Exercise prompt —
In the records below, locate the line containing "Task: indicate the coat collar.", then extract it and all following lines exactly, ending with the last line.

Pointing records
-- start --

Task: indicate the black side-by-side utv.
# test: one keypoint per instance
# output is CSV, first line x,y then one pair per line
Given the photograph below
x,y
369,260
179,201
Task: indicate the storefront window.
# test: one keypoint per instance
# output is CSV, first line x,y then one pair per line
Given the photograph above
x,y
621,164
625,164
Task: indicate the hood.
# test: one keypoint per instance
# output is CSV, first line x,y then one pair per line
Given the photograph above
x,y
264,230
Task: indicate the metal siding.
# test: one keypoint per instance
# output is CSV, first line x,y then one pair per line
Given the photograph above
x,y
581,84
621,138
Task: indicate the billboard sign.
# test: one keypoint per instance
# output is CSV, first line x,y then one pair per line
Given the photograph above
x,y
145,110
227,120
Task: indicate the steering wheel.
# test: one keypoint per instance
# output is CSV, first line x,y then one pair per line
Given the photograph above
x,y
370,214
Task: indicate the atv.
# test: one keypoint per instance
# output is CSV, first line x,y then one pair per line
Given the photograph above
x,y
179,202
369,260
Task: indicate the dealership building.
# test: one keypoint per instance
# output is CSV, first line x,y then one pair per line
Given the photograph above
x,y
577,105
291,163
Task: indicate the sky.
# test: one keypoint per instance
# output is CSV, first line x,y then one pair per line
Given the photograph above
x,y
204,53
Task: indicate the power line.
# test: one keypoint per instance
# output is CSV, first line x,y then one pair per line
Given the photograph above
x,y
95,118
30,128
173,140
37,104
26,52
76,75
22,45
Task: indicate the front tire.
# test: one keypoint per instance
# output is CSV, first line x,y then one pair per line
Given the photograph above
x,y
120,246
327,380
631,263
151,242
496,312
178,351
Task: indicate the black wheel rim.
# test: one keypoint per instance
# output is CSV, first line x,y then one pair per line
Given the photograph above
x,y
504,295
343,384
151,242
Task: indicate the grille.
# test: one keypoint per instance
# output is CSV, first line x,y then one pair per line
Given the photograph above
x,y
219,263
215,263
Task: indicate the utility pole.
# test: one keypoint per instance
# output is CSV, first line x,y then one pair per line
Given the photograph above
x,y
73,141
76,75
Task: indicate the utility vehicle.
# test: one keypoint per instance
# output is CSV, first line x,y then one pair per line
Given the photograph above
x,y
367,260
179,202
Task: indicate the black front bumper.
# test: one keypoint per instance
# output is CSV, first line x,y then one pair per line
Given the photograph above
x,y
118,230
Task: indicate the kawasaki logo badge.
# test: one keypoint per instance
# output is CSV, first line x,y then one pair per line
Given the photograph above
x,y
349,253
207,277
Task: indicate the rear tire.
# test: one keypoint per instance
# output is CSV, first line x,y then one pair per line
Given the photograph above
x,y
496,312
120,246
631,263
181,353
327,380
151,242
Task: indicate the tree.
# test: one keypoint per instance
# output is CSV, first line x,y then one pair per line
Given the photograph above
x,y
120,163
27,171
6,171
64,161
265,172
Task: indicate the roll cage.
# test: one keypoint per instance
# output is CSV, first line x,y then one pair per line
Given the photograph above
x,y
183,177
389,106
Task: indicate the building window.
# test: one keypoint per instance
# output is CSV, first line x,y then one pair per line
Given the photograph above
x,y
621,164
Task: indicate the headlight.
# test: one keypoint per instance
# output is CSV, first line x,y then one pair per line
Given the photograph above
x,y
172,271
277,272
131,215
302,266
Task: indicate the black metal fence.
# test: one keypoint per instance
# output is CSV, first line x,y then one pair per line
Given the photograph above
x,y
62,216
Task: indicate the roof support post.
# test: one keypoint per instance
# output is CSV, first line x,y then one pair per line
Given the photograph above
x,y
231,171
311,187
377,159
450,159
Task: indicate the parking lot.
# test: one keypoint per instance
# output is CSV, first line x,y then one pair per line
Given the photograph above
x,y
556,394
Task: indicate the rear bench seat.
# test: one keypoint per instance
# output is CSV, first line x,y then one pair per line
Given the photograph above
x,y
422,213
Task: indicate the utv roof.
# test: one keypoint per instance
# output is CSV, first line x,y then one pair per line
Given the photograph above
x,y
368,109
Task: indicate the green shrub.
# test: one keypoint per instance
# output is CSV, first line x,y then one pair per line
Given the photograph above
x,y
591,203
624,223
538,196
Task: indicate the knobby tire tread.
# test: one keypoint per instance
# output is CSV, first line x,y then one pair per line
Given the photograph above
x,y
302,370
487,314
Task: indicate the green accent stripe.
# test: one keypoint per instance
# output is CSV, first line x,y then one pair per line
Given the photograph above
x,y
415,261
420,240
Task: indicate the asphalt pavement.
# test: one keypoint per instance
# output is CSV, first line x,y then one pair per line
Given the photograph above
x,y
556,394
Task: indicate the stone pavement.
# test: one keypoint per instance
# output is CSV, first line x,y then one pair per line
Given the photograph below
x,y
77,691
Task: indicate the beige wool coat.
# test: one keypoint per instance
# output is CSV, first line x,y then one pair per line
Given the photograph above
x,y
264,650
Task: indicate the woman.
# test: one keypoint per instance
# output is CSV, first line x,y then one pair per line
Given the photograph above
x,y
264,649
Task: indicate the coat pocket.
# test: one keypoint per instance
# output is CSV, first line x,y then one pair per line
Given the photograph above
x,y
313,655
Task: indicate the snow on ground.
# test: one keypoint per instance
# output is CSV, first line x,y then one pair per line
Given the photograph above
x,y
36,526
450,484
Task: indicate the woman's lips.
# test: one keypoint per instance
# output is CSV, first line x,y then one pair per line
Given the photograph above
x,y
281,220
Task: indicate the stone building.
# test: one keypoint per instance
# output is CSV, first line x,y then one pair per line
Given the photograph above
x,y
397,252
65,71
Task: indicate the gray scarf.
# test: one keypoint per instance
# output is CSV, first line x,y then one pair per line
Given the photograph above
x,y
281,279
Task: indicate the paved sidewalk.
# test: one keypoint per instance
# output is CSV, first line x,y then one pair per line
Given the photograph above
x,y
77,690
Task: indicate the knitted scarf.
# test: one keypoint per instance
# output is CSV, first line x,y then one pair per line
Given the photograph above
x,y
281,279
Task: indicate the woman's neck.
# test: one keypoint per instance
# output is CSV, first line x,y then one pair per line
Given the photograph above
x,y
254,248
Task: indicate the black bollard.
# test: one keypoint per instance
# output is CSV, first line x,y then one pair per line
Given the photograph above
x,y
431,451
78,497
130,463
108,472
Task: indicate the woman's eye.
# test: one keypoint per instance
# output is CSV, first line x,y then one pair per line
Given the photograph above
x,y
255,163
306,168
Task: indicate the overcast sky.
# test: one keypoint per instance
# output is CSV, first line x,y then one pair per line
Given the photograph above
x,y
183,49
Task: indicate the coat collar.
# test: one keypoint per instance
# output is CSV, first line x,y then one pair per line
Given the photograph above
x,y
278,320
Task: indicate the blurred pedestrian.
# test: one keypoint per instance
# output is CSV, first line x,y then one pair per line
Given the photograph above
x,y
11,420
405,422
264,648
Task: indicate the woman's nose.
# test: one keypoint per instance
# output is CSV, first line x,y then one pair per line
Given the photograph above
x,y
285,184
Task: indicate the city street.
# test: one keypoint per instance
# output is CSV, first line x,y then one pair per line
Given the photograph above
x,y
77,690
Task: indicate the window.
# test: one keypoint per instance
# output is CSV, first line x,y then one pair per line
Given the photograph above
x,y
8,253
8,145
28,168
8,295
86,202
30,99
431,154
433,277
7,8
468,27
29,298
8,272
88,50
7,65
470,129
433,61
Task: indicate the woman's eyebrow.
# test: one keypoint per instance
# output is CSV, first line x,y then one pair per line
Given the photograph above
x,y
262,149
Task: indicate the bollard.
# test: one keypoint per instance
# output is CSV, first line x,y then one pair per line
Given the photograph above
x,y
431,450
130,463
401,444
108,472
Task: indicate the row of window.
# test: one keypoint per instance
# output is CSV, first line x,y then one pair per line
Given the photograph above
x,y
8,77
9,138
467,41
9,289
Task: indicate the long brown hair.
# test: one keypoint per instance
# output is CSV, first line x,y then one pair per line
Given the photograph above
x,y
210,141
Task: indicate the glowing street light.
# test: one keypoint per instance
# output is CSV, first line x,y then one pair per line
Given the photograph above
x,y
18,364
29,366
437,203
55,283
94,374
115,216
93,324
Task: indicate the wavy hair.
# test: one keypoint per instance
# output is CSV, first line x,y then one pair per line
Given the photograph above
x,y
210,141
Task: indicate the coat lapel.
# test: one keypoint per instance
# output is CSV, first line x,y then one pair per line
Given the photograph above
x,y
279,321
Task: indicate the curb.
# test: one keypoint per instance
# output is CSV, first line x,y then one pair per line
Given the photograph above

-- end --

Task answer —
Task: indicate the coat collar.
# test: one keypoint per instance
# output is CSV, first line x,y then one pair per line
Given the photograph above
x,y
278,320
Task: indicate the blurred pedestrian.
# test: one keypoint per instance
# output is CSV, first line x,y then one pair per line
Given the photograph above
x,y
11,420
405,422
264,648
Task: indicate the woman's nose.
# test: one keypoint per instance
# output is CSV, first line x,y then one pair per line
Given the photograph above
x,y
285,184
Task: indicate the city street.
# test: one keypoint per instance
# output is CSV, first line x,y then one pair per line
Given the photograph above
x,y
77,690
Task: indicate the window.
# test: one keypoint per instance
# output is CSV, first line x,y then one pair per line
Given the photograph above
x,y
8,253
8,145
28,168
8,295
86,202
30,99
431,154
433,277
7,8
468,27
29,298
8,272
88,50
7,65
470,129
433,61
Task: indicate the woman's eyebrow.
# test: one keypoint per instance
# output is CSV, first line x,y then one pair per line
Given the photograph above
x,y
262,149
Task: indicate the bollard.
# test: one keypoint per instance
# output is CSV, first line x,y then one pair per line
Given the photograph above
x,y
431,450
130,463
401,444
108,472
Task: indicate the row of window.
# test: one keypoint per instance
# output is CSV, first line x,y then one pair per line
Given the photograph above
x,y
8,77
9,138
467,41
9,289
Task: indicate the long brown hair.
# test: one keypoint per instance
# output is CSV, first line x,y then one pair per line
Given the photograph above
x,y
210,141
Task: indicate the glowing street light.
# test: one keypoint per instance
# output is CSV, first line x,y then one pair per line
Given the photograph above
x,y
18,364
29,366
437,203
55,283
94,374
115,216
93,324
Task: indicate the wavy hair.
# test: one keypoint per instance
# output is CSV, first line x,y then one pair per line
Given the photograph above
x,y
210,141
Task: indicate the coat lapel.
# test: one keypoint per instance
# output is CSV, first line x,y then one pair per line
Given the photograph above
x,y
279,321
Task: indicate the curb.
# test: one keypoint per instance
# output is CSV, first line x,y then one pair per line
Given the photograph above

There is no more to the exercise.